**Assignment**
The full listing should be transcribed verbatim.

**Data for this task**
::::::

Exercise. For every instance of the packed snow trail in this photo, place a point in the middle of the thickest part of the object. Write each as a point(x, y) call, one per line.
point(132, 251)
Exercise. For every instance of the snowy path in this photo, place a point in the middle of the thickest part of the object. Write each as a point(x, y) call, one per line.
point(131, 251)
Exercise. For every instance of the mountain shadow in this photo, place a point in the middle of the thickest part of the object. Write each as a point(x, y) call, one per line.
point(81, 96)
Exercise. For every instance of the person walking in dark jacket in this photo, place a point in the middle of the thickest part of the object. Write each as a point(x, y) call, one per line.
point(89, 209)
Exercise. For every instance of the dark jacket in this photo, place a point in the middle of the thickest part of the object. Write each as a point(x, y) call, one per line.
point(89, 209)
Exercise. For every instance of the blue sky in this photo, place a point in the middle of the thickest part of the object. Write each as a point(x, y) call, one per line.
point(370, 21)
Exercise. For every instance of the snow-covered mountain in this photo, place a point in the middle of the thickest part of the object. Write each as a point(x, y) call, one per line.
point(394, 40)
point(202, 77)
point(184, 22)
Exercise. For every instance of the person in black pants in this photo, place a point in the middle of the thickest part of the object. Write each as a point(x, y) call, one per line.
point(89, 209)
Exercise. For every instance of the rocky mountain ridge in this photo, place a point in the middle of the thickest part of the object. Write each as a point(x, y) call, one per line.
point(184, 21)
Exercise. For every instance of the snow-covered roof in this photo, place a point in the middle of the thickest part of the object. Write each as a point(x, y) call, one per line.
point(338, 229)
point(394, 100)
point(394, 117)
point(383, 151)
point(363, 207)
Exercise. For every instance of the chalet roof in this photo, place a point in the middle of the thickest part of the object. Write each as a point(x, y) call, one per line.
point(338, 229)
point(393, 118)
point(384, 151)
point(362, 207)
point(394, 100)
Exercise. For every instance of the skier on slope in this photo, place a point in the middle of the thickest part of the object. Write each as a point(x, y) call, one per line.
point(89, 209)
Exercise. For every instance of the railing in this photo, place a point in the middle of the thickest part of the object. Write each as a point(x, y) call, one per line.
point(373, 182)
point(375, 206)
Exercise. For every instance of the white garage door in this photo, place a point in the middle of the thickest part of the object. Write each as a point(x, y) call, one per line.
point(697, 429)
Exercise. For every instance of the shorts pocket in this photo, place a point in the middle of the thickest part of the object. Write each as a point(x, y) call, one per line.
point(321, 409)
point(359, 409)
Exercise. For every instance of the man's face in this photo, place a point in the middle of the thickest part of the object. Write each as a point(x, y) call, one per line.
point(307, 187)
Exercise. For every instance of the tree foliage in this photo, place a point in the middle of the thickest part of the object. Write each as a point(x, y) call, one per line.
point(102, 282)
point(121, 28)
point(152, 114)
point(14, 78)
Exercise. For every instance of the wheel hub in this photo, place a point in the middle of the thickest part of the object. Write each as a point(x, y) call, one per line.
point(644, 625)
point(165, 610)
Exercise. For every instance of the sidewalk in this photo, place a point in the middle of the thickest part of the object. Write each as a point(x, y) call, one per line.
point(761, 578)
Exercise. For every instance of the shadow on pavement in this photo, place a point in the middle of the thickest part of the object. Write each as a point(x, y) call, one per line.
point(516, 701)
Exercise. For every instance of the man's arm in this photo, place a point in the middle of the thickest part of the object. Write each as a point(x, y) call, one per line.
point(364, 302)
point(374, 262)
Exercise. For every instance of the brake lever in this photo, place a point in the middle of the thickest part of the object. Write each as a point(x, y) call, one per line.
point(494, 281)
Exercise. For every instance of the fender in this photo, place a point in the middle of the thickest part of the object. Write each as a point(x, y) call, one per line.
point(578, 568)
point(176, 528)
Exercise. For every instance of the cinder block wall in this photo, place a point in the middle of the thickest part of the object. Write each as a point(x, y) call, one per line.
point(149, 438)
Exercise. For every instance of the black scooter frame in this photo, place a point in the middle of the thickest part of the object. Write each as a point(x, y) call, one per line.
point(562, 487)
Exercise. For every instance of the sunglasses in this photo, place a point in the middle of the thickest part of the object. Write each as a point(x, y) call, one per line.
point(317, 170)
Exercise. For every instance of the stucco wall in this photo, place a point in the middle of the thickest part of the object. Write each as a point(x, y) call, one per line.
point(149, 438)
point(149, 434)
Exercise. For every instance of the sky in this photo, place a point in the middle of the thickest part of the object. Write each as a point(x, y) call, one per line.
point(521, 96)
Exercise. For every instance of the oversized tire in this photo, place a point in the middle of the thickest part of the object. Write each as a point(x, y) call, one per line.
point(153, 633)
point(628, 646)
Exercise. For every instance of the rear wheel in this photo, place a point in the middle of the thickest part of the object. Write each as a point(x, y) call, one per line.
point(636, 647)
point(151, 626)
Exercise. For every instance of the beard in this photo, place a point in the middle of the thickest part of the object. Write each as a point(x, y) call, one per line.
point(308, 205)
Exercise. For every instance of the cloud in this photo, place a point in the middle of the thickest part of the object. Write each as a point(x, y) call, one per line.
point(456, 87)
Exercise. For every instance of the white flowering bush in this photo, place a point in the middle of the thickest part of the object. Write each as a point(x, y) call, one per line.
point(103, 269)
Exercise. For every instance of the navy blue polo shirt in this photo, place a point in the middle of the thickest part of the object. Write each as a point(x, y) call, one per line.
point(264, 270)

::::::

**Expected answer**
Exercise. For every instance of the packed snow trail in this photo, place a point in the middle of the thickest part of the object. Write each as a point(x, y) call, one per line.
point(132, 251)
Exercise. For every instance of the snowy path in this photo, place a point in the middle of the thickest part of the object. Write each as a point(x, y) call, one per line.
point(131, 251)
Exercise. For every instance of the mountain shadow in this photo, place a point in the middle of the thickest part of the object. Write each as a point(x, y) call, one per line.
point(81, 96)
Exercise. For every instance of the person walking in dark jacket in this photo, place a point in the middle of the thickest part of the object. Write each as a point(x, y) call, one per line.
point(89, 209)
Exercise. For every instance of the dark jacket in this photo, place a point in the middle of the thickest part of the object. Write each as a point(x, y) call, one per line.
point(89, 209)
Exercise. For every instance of the blue sky in this photo, place a point in the middle of the thickest part of the object. Write each as a point(x, y) call, one per line.
point(370, 21)
Exercise. For every instance of the snow-covered mountain in this photo, place a point in the middle of the thickest part of the object. Write each as a point(x, y) call, one per line.
point(394, 40)
point(202, 77)
point(184, 22)
Exercise. For every instance of the person in black pants in this photo, place a point in the middle of the thickest part of the object. Write each as a point(x, y) call, one per line.
point(89, 209)
Exercise. For every instance of the rocky mountain ridge in this photo, place a point in the middle of the thickest part of the object. Write each as a point(x, y) call, one per line.
point(184, 21)
Exercise. For every instance of the snow-covered roof in this photo, place a point in the middle of the thickest part of the object. Write each as a point(x, y) call, one per line.
point(338, 229)
point(394, 100)
point(394, 117)
point(383, 151)
point(363, 207)
Exercise. For every instance of the chalet roof in this photo, place a point in the middle of the thickest part of the object. Write each as a point(x, y) call, one per line.
point(338, 229)
point(393, 118)
point(384, 151)
point(362, 207)
point(394, 100)
Exercise. For every instance of the skier on slope in this photo, place a point in the middle of the thickest part of the object. Write each as a point(x, y) call, one per line.
point(89, 209)
Exercise. For every instance of the railing in this photo, place a point in the middle of the thickest part of the object. Write each as a point(x, y) call, one per line.
point(373, 182)
point(375, 206)
Exercise. For every instance of the white garage door in this photo, place a point in the middle of the thickest part of the object. Write each as a point(x, y) call, one per line.
point(697, 429)
Exercise. For every instance of the shorts pocket in this photo, place a point in the middle of the thickest part of the object. Write each as a point(x, y) call, one per line.
point(321, 409)
point(359, 409)
Exercise. For every instance of the man's face in this photo, place a point in the middle of the thickest part of the object. Write each as a point(x, y) call, one per line.
point(307, 187)
Exercise. For every instance of the tree foliage in this photo, place a point in the middle of the thickest part of the object. Write each as a point(x, y) call, one per line.
point(102, 282)
point(121, 28)
point(152, 114)
point(14, 78)
Exercise. For every instance of the wheel hub in this photo, place a point in the middle of the thickest part of the object. Write each as a point(x, y) call, one per line.
point(644, 625)
point(165, 610)
Exercise. For every instance of the sidewalk in this photo, place a point in the middle of the thickest part of the object. Write each as a point(x, y) call, one per line.
point(761, 578)
Exercise. For every instance of the shadow on pavement in this photo, place a point in the middle of the thickest part of the object. Write each as a point(x, y) call, one per line.
point(516, 701)
Exercise. For every instance of the man's arm in this photo, place a point in the middle of the thickest part of the object. Write each as a point(x, y) call, one per line.
point(364, 302)
point(374, 262)
Exercise. For every instance of the brake lever in this photo, place a point in the middle of the thickest part of the object. Write each as a point(x, y) call, one per line.
point(494, 281)
Exercise. For every instance of the fender in this photo, place a point in the middle of the thickest part of the object. Write each as a point(x, y) call, one per line.
point(578, 568)
point(176, 528)
Exercise. For every instance of the cinder block wall in this photo, place a point in the middle of the thickest part of the object. Write each as a point(x, y) call, one per line.
point(149, 438)
Exercise. For every instance of the black scooter frame in this photo, place a point in the middle of the thickest part of the object. Write each as a point(x, y) call, one per line.
point(562, 487)
Exercise. For every instance of the sunglasses in this photo, place a point in the middle of the thickest part of the object. Write each as a point(x, y) call, one per line.
point(317, 170)
Exercise. For every instance of the stucco wall in this photo, place a point in the middle of the thickest part of the object. Write each as a point(x, y) call, one per line.
point(149, 438)
point(149, 434)
Exercise. For every instance of the sky in this photo, place a point in the middle of the thickest part of the object. Write each as a point(x, y) call, one per line.
point(521, 96)
Exercise. For every instance of the oversized tire in this photo, place a point in the middle of the thickest part of the object. Write each as a point(x, y) call, one per line.
point(153, 633)
point(628, 646)
Exercise. For every instance of the rear wheel in this photo, place a point in the middle of the thickest part of the object. Write each as a point(x, y) call, one per line.
point(636, 647)
point(151, 626)
Exercise. For every instance of the beard in this photo, place a point in the middle of the thickest part of the object. Write each as a point(x, y) call, one per line.
point(308, 205)
Exercise. For every instance of the cloud in this photo, place a point in the middle of the thickest part of the object. Write each as a point(x, y) call, one per line.
point(456, 87)
Exercise. For every instance of the white flowering bush in this photo, place a point in the middle of the thickest part of the object. Write each as a point(x, y) call, one per line.
point(103, 269)
Exercise. For every instance of the navy blue polo shirt in this photo, place a point in the middle of the thickest part of the object. Write each as a point(x, y) call, one per line.
point(264, 270)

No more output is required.